- **PROVIDED RECORDS**
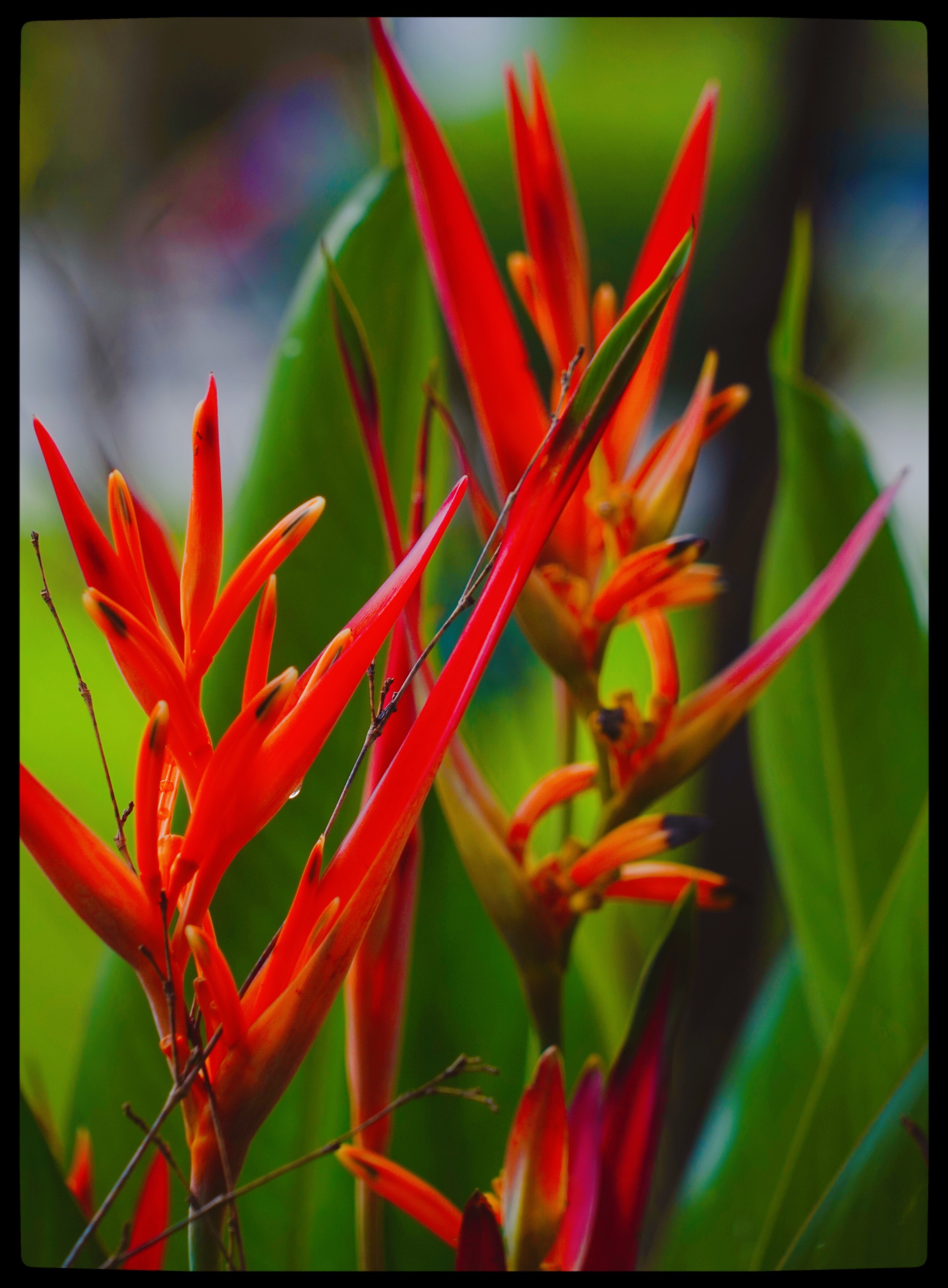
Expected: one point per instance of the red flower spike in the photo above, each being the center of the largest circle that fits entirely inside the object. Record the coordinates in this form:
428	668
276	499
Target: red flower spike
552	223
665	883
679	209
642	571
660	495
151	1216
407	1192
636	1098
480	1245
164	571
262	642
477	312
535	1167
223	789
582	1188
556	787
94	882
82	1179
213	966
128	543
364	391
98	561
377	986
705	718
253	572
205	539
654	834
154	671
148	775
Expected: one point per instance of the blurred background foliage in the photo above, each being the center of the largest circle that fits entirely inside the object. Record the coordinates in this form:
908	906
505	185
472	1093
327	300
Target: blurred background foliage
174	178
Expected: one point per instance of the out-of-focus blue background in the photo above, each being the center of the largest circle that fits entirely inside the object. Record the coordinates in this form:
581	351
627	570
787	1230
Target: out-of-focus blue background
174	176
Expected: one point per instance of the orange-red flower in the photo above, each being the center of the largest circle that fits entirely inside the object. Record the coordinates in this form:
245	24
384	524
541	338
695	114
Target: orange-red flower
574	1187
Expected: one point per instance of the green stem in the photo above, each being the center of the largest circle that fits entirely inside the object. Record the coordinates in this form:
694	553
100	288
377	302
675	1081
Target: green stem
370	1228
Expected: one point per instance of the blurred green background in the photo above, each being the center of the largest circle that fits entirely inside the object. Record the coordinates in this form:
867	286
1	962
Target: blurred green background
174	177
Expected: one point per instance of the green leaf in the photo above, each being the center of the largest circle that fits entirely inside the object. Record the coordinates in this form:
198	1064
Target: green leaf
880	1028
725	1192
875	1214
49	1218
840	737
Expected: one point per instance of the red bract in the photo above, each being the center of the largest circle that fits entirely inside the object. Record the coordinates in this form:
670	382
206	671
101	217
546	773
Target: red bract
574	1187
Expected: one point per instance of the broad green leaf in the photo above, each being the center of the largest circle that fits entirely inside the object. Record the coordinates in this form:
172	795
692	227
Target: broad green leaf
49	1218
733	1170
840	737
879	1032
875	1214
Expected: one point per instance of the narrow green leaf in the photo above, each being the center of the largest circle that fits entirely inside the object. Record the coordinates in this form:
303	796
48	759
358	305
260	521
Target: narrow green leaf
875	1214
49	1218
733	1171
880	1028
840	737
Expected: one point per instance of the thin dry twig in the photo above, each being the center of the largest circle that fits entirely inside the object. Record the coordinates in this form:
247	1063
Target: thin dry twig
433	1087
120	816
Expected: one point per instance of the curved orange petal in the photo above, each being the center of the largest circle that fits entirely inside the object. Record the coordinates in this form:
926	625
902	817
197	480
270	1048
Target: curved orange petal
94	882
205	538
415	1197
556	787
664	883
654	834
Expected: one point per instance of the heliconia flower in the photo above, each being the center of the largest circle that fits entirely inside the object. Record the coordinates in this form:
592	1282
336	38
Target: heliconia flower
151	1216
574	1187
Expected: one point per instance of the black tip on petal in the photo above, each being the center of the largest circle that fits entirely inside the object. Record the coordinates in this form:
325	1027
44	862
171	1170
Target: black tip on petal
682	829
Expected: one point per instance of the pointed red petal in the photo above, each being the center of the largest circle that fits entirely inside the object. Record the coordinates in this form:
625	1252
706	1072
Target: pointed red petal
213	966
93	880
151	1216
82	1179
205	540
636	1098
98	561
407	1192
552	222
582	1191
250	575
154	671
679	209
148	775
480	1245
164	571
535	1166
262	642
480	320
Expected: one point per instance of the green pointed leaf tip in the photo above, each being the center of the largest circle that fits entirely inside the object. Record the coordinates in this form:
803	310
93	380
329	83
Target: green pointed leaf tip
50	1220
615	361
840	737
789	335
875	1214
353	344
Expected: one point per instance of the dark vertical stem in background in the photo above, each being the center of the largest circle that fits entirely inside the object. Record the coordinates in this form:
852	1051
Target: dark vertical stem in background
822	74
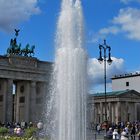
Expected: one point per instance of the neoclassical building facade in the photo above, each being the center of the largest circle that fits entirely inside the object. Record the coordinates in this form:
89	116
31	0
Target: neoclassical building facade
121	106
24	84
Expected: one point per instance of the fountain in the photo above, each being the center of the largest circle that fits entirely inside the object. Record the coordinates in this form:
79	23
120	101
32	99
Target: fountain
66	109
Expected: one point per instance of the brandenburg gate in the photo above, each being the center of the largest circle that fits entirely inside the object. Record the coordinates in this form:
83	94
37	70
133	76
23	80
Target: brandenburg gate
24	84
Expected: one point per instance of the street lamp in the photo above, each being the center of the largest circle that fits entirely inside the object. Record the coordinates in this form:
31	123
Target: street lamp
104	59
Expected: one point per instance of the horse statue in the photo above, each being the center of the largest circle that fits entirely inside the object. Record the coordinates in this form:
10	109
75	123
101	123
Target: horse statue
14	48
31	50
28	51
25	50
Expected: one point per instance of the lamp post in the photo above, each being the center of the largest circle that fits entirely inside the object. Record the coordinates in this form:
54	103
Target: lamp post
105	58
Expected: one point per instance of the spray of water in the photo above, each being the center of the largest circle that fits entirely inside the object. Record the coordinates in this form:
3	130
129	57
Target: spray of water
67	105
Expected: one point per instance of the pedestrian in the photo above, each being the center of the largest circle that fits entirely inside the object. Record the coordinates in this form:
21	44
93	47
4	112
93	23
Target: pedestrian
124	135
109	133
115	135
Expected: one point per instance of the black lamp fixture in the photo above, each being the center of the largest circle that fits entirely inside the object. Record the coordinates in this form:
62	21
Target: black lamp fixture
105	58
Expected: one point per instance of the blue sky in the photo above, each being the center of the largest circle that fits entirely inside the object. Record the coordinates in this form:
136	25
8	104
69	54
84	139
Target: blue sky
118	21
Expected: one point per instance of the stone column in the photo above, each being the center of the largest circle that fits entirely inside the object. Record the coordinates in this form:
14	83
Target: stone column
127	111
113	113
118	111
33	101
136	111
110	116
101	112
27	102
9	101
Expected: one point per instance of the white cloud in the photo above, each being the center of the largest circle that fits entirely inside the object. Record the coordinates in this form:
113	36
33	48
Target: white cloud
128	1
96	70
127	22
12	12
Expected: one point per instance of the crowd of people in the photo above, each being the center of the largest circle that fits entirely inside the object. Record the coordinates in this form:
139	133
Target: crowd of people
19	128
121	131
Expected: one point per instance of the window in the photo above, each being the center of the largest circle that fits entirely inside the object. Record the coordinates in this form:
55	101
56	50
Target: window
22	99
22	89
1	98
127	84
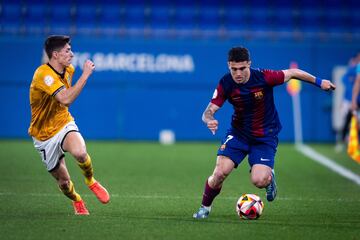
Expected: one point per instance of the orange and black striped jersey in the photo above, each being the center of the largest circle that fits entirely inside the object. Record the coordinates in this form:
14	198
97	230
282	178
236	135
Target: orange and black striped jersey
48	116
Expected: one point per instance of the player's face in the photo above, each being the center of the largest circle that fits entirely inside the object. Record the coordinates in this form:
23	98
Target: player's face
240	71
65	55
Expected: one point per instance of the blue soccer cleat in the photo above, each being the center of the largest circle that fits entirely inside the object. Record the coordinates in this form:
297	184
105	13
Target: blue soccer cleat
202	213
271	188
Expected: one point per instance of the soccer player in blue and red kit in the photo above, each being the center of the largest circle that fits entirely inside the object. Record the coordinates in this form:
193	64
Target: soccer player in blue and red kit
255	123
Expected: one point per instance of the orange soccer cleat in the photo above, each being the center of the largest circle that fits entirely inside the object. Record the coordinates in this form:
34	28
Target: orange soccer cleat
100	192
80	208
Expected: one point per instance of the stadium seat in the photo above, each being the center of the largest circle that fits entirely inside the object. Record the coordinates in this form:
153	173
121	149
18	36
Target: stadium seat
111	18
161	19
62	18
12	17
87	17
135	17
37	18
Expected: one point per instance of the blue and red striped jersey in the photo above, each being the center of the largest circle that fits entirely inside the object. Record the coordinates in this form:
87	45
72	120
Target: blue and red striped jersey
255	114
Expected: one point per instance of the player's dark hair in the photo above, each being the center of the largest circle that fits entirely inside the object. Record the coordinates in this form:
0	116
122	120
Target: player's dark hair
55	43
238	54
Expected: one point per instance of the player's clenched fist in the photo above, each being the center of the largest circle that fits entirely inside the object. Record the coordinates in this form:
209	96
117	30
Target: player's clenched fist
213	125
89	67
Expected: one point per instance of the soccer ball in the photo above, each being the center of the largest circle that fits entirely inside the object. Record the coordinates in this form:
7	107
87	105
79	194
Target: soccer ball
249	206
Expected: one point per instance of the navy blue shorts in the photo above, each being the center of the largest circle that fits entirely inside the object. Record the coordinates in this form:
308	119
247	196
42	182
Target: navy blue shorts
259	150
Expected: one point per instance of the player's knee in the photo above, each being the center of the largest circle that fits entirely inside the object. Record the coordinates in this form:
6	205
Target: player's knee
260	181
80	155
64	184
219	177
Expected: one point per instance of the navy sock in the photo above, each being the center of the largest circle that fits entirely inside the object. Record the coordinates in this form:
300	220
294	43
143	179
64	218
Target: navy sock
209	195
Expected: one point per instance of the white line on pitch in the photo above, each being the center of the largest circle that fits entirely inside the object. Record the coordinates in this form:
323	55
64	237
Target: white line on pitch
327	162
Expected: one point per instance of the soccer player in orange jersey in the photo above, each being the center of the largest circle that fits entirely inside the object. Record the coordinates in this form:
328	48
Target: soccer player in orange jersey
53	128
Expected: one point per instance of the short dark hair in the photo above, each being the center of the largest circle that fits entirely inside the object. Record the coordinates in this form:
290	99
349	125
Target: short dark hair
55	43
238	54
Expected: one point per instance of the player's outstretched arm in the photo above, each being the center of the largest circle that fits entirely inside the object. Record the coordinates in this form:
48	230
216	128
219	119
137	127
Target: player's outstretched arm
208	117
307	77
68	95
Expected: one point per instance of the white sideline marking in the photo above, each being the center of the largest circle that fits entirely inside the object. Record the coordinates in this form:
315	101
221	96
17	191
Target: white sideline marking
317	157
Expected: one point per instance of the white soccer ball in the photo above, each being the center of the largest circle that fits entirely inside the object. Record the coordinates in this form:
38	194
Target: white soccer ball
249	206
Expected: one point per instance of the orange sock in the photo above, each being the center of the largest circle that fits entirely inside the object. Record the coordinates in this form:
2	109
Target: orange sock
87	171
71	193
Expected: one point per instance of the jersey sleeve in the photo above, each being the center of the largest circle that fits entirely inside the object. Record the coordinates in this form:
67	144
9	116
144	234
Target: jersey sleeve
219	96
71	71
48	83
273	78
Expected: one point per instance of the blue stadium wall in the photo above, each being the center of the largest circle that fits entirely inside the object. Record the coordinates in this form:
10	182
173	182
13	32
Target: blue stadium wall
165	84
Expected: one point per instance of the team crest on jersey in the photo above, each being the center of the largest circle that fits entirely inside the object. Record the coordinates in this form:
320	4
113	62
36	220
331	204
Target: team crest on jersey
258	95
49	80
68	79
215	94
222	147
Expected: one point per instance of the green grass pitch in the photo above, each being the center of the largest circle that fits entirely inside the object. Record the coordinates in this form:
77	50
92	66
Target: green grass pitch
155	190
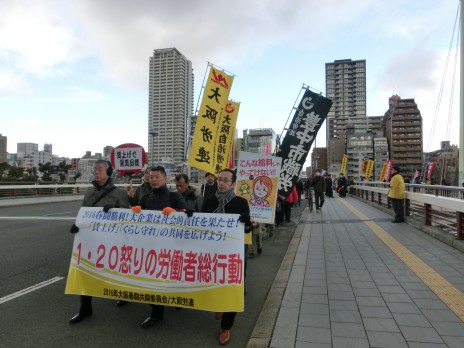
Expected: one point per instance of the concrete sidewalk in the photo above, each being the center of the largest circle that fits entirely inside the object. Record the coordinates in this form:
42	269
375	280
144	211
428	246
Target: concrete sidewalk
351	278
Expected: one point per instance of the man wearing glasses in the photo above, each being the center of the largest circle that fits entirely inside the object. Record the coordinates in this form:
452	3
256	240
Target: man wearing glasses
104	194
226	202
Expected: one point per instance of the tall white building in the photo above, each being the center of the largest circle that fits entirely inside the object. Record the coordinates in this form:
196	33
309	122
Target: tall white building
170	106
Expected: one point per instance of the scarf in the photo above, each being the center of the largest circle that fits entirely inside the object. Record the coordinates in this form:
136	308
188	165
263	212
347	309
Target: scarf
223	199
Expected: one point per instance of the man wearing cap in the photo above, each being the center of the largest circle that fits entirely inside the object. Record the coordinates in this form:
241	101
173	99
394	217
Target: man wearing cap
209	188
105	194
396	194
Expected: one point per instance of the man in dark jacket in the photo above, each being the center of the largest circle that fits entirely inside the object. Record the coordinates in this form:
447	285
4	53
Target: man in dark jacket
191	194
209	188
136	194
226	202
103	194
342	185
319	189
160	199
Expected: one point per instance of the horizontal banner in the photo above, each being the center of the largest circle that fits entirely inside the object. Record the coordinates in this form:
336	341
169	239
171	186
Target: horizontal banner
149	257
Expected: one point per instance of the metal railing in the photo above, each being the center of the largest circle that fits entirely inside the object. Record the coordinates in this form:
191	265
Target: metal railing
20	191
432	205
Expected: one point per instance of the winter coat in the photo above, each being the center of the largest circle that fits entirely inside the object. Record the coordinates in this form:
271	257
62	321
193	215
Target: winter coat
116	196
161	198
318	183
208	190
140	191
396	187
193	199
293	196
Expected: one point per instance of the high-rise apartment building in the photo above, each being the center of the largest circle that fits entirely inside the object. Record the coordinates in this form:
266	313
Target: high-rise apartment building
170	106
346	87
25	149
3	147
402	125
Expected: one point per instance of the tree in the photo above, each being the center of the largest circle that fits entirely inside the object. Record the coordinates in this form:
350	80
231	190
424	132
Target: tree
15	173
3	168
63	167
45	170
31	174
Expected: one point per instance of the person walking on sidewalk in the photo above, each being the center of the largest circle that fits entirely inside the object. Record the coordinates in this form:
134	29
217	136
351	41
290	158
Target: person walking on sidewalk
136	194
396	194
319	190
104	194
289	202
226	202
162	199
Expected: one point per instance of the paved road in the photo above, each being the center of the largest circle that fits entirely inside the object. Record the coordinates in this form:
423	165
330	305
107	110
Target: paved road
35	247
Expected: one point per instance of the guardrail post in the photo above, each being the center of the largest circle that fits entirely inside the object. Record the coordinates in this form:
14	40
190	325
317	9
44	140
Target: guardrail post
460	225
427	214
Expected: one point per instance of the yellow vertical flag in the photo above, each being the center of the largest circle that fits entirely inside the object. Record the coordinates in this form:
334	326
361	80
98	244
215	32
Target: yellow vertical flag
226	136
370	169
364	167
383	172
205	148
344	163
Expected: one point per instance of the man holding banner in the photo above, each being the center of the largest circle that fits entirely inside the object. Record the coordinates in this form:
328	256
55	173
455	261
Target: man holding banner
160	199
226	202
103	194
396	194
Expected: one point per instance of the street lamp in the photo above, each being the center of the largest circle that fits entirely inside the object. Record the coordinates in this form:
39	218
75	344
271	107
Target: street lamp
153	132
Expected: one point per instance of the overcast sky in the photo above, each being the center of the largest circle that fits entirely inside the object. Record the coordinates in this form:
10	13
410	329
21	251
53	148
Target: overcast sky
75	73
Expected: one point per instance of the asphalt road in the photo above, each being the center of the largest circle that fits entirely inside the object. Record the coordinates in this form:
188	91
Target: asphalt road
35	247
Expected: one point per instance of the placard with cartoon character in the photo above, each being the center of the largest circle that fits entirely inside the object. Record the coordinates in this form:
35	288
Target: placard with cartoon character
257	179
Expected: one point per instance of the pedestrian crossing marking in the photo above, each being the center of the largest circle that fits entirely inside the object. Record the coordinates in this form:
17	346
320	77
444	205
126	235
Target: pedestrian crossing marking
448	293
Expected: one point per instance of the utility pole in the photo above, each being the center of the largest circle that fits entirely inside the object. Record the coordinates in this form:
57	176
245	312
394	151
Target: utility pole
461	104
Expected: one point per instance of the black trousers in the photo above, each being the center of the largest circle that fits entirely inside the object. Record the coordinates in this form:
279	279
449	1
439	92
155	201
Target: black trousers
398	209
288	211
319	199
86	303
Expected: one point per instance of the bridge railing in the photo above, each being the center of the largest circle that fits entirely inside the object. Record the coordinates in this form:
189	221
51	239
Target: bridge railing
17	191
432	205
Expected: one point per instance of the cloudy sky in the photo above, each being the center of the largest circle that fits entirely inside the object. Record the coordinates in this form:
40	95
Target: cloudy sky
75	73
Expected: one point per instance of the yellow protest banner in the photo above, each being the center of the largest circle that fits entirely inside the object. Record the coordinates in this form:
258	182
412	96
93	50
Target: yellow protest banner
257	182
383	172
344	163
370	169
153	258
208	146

- **THE PROBLEM**
Copy out the lines of the material from the one containing "Expected: one point per instance of the cloudy" through the end of the material, without changes.

- **RESULT OF THE EXERCISE**
Expected: one point per instance of the cloudy sky in the photo above, each being the center of the largest circle that fits entirely inside the object. Record the coordinates in this form:
40	95
Target: cloudy sky
75	73
Expected: one point per instance of the yellow protest banner in the photo above, each being the center of the largest circle that fits entirely inside the object. Record the coordinates in this form:
258	182
412	96
93	50
Target: yellow protest banner
257	182
383	172
344	163
370	169
153	258
208	146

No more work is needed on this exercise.